-- Information shown follows --

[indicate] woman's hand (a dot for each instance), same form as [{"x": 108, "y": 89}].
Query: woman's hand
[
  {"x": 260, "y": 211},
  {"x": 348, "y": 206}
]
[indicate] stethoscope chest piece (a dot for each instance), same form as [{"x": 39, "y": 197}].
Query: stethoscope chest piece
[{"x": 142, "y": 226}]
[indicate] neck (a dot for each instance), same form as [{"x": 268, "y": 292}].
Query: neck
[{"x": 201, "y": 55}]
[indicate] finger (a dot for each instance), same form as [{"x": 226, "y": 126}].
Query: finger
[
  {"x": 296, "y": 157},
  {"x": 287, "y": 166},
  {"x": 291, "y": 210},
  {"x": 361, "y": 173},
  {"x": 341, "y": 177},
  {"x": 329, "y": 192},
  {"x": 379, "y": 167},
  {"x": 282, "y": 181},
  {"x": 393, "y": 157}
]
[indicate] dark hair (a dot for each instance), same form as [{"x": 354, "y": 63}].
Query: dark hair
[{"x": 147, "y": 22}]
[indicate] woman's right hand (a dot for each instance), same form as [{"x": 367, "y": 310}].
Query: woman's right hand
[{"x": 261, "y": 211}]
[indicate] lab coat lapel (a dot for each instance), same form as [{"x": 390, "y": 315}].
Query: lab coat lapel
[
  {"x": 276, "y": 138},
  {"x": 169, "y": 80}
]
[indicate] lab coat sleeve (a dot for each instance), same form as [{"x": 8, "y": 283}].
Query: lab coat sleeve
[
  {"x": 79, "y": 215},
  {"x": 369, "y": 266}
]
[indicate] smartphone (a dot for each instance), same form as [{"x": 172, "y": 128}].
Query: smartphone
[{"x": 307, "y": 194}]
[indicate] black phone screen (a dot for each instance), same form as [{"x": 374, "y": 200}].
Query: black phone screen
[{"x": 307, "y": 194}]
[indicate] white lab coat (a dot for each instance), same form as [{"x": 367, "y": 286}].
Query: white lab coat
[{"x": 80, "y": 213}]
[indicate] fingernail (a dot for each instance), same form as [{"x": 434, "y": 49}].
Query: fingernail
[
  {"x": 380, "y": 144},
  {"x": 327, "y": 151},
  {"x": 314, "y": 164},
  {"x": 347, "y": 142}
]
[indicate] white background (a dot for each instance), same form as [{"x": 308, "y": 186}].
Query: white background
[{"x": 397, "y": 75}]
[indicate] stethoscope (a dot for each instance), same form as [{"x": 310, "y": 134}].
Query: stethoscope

-- Information shown concluded --

• [Work order]: Set down exactly, and only, the lines from the one containing "Query: smartphone" through the final line of the entries above.

• [Exercise response]:
Query: smartphone
[{"x": 307, "y": 194}]
[indicate] black phone screen (a dot for each instance), same form as [{"x": 374, "y": 200}].
Query: black phone screen
[{"x": 307, "y": 194}]
[indicate] white lab coat (a dot for each instance), same form as [{"x": 367, "y": 286}].
Query: white lab coat
[{"x": 80, "y": 213}]
[indicate] fingernail (a dot for each instance), same form as [{"x": 434, "y": 49}].
Query: fingernail
[
  {"x": 380, "y": 144},
  {"x": 327, "y": 151},
  {"x": 314, "y": 164},
  {"x": 347, "y": 142}
]
[indicate] white background (a dot for each instance), same form as [{"x": 308, "y": 186}].
Query: white background
[{"x": 397, "y": 75}]
[indicate] stethoscope (a dot for each instance), same form as [{"x": 310, "y": 134}].
Query: stethoscope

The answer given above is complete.